PROBLEM DESCRIPTION:
Where an entry holds an image, leave the image out; otherwise reproduce the entry exactly.

SOURCE INFORMATION:
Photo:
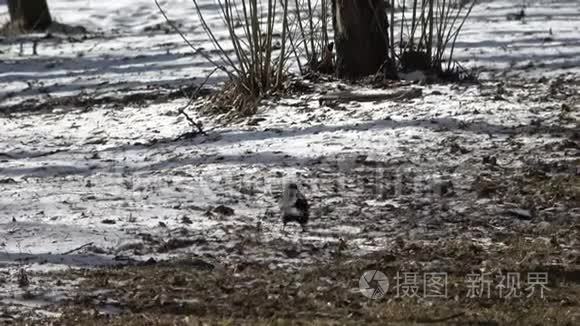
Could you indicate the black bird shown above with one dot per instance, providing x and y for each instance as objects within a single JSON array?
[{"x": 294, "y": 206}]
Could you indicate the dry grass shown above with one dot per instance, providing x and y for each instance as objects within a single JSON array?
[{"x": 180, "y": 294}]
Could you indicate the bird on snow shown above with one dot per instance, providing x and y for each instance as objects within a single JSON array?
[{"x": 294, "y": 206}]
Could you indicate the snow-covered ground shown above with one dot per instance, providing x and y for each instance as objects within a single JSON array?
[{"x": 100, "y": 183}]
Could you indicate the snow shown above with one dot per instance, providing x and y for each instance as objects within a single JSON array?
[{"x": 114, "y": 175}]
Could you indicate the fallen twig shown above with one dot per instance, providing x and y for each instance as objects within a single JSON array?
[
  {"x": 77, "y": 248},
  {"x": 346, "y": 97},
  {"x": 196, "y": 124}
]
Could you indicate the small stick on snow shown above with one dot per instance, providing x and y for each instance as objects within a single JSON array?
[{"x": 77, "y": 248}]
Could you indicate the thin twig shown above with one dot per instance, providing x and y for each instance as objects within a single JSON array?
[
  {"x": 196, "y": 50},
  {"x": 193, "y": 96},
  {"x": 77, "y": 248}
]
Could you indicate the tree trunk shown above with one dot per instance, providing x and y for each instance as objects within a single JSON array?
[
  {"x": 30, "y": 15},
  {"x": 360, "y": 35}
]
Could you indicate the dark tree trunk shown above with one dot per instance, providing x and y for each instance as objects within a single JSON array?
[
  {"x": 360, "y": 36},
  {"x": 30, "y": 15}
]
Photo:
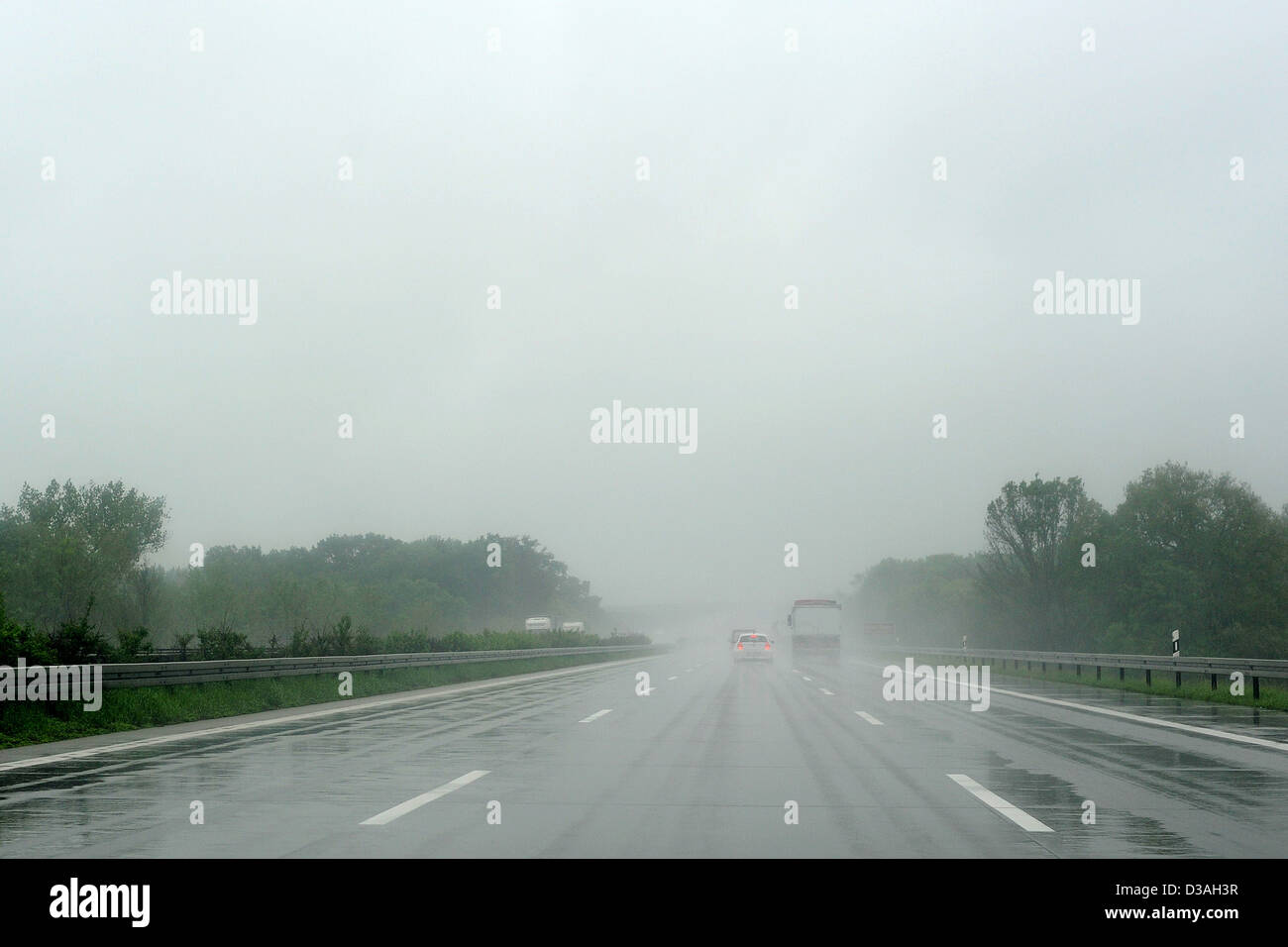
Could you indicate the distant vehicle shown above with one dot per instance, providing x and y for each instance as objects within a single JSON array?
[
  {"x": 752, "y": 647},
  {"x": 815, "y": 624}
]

RESULT:
Photo:
Could you indicate the black bird shown above with one dot per instance, providing x and y for each instance as objects within a single JSON array?
[{"x": 294, "y": 206}]
Could you indicate the dry grass shown above with one dot per instance, providing x and y for each instance as objects within a single JSON array?
[{"x": 180, "y": 294}]
Could you indicate the bird on snow shown above with one dot per instance, providing x and y for each instance as objects within a single JSON array?
[{"x": 294, "y": 206}]
Could you indicate the snow-covered ground shown above with one dot per instance, providing x and y for each instance as objects within a single JSON array?
[{"x": 100, "y": 183}]
Could you indicate the snow shown above with one dot per instance, providing x and y for each instance as objects within a single JSON array?
[{"x": 114, "y": 175}]
Could you indicate the fallen twig shown above with one dot per instance, providing x and y for each instance as objects within a single JSON array?
[
  {"x": 77, "y": 248},
  {"x": 346, "y": 97},
  {"x": 196, "y": 124}
]
Could you indicate the small stick on snow shown above with one dot per instance, providing x and y for each instance as objects within a single JSON array?
[{"x": 77, "y": 248}]
Could you indicate the thin twig shown above with one dot per instance, providing x and y for each instance as objects within a single JSON array?
[
  {"x": 196, "y": 50},
  {"x": 193, "y": 96},
  {"x": 77, "y": 248}
]
Could you indicate the tree trunk shown above with one dot per instance, providing x and y for each instance as objects within a single JSON array?
[
  {"x": 30, "y": 15},
  {"x": 360, "y": 35}
]
Could you indicate the dark tree trunk shown above with one dot per instance, providing x and y for each instance as objects within a single JSON array?
[
  {"x": 360, "y": 36},
  {"x": 30, "y": 15}
]
Photo:
Could you indicate the distant vehicle shown above with one dot per instance, providing x and y for each instance as objects within a single JSON array?
[
  {"x": 752, "y": 647},
  {"x": 815, "y": 624}
]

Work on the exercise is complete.